--- Data to process ---

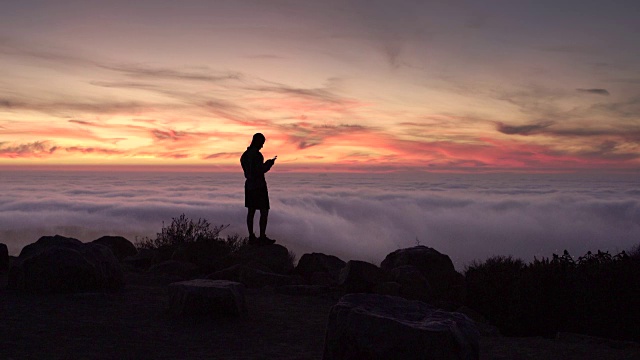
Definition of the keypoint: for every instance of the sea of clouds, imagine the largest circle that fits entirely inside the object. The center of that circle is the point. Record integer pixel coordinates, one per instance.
(354, 216)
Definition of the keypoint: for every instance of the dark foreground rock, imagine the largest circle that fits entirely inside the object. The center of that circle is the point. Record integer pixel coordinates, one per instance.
(4, 257)
(320, 268)
(56, 264)
(252, 277)
(359, 276)
(275, 258)
(209, 298)
(444, 284)
(367, 326)
(179, 269)
(120, 246)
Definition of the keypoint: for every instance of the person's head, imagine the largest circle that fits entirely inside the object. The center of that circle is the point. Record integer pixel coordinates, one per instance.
(258, 140)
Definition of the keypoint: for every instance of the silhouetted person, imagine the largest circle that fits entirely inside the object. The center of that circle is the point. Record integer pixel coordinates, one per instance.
(256, 196)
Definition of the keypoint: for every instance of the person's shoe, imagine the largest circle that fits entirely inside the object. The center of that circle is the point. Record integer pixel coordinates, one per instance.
(253, 240)
(264, 240)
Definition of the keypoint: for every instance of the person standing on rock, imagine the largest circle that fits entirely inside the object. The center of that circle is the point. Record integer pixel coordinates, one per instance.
(256, 195)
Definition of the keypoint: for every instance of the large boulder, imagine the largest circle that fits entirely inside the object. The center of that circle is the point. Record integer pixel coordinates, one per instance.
(175, 269)
(311, 265)
(359, 276)
(120, 246)
(446, 284)
(274, 257)
(59, 264)
(413, 285)
(208, 298)
(377, 327)
(142, 260)
(48, 241)
(252, 277)
(4, 257)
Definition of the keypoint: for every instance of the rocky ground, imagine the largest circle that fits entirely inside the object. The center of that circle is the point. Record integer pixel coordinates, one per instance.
(133, 324)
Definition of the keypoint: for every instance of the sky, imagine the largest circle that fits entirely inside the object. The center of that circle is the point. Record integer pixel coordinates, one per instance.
(541, 86)
(465, 216)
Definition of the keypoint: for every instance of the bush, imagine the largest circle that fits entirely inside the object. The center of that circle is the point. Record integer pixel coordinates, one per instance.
(597, 294)
(193, 241)
(182, 230)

---

Rewrite every line of the rows above as a Markdown table with two columns, Number and Line, numbering the lines in order and leaving out blank lines. Leave the pictures out.

| Number | Line |
|---|---|
| 1 | Definition of the keypoint: for every instance of the sea of clouds, imagine the largest circle that fits entirely inside the object. The center of that circle is the point. Record integer pixel coordinates, one per instance. |
| 2 | (354, 216) |
| 3 | Definition of the keypoint: for every instance of the dark foreground rock, imagine the largest circle that fits entirely inside the object. The center of that circle is the point. Record integer pixel coordinates, one per instance. |
| 4 | (4, 257) |
| 5 | (320, 268) |
| 6 | (56, 264) |
| 7 | (252, 277) |
| 8 | (359, 276) |
| 9 | (275, 258) |
| 10 | (209, 298) |
| 11 | (444, 284) |
| 12 | (367, 326) |
| 13 | (179, 269) |
| 14 | (120, 246) |
| 15 | Definition of the keypoint: for every instance of the person's head, imagine the largest circle that fits entirely inside the object. The center of that circle is the point. Record integer pixel coordinates, one per instance. |
| 16 | (258, 140) |
| 17 | Definition of the keypoint: for every instance of the silhouetted person, imagine the largest circle that fits entirely inside the object. The center of that circle is the point. Record integer pixel coordinates, one per instance. |
| 18 | (256, 196) |
| 19 | Definition of the keypoint: for every instance of the person's shoe, imagine the largest circle that fits entirely inside the object. The center of that circle is the point. Record integer pixel coordinates, one per instance. |
| 20 | (253, 240) |
| 21 | (264, 240) |
| 22 | Definition of the keypoint: for every instance of the person standing on rock, imagine the largest circle that fits entirely inside the object. The center of that circle is the point. Record integer pixel coordinates, one per instance. |
| 23 | (256, 195) |
| 24 | Definition of the keypoint: for every instance of the large boulder, imagine the largest circle that fits entirely inside the object. The center of that circle is the point. Record integer pixel coordinates, one per instance. |
| 25 | (175, 269) |
| 26 | (311, 265) |
| 27 | (359, 276) |
| 28 | (120, 246) |
| 29 | (446, 284) |
| 30 | (274, 257) |
| 31 | (59, 264) |
| 32 | (413, 285) |
| 33 | (208, 298) |
| 34 | (377, 327) |
| 35 | (142, 260) |
| 36 | (48, 241) |
| 37 | (252, 277) |
| 38 | (4, 257) |
| 39 | Definition of the keypoint: for every instance of the rocky ground, imagine the largest circle that fits entirely inside the object. The center of that circle is the point. Record integer pixel coordinates, one per instance. |
| 40 | (133, 324) |
| 41 | Definition of the keypoint: for every instance of the sky, imagine the largest circle that fits entirely inside the object. The center of that circle is the point. Record integer pixel coordinates, one per instance. |
| 42 | (541, 86) |
| 43 | (465, 216) |
| 44 | Definition of the keypoint: for every instance of the bush, imagine the largest circle that fits entirely inside the object. The center of that circle is the point. Record integer pixel coordinates, one per instance. |
| 45 | (597, 294) |
| 46 | (193, 241) |
| 47 | (182, 230) |